- _Exercise directions_: Retype everything in the material below from the line containing "Find the watch" down to the end of the material, with both of those lines included.

---

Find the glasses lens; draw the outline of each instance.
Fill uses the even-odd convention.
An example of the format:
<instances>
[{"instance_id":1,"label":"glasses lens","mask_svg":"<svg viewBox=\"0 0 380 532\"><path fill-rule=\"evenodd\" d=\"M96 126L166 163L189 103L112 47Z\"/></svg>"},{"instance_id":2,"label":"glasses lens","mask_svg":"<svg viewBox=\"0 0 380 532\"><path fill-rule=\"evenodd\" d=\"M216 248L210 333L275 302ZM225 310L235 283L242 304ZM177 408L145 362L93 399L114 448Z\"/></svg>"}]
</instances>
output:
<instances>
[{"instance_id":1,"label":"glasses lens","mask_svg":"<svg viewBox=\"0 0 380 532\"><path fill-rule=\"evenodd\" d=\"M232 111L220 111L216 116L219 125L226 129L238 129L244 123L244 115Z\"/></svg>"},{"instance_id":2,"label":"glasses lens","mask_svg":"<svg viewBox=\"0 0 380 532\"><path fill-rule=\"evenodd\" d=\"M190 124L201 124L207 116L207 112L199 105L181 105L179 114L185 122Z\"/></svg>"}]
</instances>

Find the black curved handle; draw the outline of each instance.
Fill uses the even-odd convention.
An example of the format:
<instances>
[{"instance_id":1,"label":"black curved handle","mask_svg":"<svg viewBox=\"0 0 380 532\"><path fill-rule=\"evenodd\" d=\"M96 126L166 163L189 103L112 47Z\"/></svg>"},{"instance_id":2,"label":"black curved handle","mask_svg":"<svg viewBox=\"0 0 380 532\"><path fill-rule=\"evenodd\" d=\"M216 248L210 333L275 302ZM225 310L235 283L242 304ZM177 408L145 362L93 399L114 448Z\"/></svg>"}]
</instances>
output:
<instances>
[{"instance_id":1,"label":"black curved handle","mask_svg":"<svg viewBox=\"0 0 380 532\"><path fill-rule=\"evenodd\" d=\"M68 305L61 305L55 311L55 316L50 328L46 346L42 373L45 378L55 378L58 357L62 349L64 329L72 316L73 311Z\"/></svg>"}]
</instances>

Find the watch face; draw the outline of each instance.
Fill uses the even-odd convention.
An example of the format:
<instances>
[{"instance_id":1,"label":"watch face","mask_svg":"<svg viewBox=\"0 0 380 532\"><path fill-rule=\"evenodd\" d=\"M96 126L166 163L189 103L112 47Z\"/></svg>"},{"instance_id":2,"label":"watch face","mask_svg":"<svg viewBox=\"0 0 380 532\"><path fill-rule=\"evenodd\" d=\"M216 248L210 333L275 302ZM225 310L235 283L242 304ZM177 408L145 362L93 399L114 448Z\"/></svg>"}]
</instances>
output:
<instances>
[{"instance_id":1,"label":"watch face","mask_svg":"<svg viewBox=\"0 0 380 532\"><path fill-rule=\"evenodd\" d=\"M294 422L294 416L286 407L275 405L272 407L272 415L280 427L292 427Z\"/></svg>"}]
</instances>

---

- _Result for this task_:
Find the watch face; draw the outline of each instance.
Fill uses the even-odd convention.
An example of the format:
<instances>
[{"instance_id":1,"label":"watch face","mask_svg":"<svg viewBox=\"0 0 380 532\"><path fill-rule=\"evenodd\" d=\"M96 126L166 163L189 103L112 47Z\"/></svg>"},{"instance_id":2,"label":"watch face","mask_svg":"<svg viewBox=\"0 0 380 532\"><path fill-rule=\"evenodd\" d=\"M216 248L210 333L275 302ZM225 310L235 283L242 304ZM177 408L145 362L93 399L114 448Z\"/></svg>"}]
</instances>
output:
<instances>
[{"instance_id":1,"label":"watch face","mask_svg":"<svg viewBox=\"0 0 380 532\"><path fill-rule=\"evenodd\" d=\"M294 422L294 416L286 407L275 405L272 407L272 415L280 427L292 427Z\"/></svg>"}]
</instances>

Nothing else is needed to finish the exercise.